Data rows:
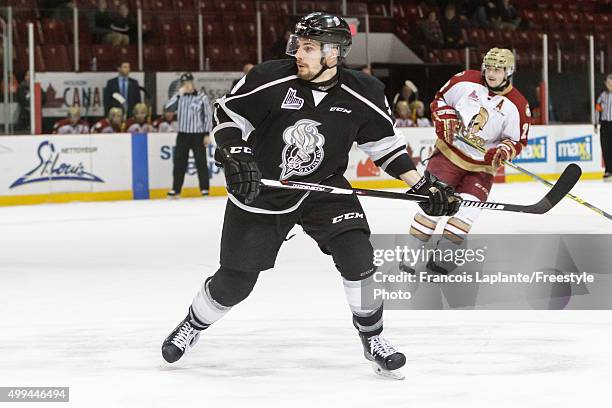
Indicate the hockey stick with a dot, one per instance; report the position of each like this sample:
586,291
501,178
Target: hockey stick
568,179
536,177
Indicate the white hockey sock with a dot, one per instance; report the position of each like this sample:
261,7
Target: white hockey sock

Exercise requirements:
Arrange the text of all the items above as a numbered list, one line per number, omitting blank lines and leaving out the pictures.

Exercise solution:
1. Indicate the hockey stick with a dot, one per instance; report the position of each like this sample:
2. 586,291
3. 501,178
4. Target: hockey stick
5. 568,179
6. 536,177
7. Indicate the white hockey sock with a dot, one per instance; report the position of each like this sample:
8. 261,7
9. Target: white hockey sock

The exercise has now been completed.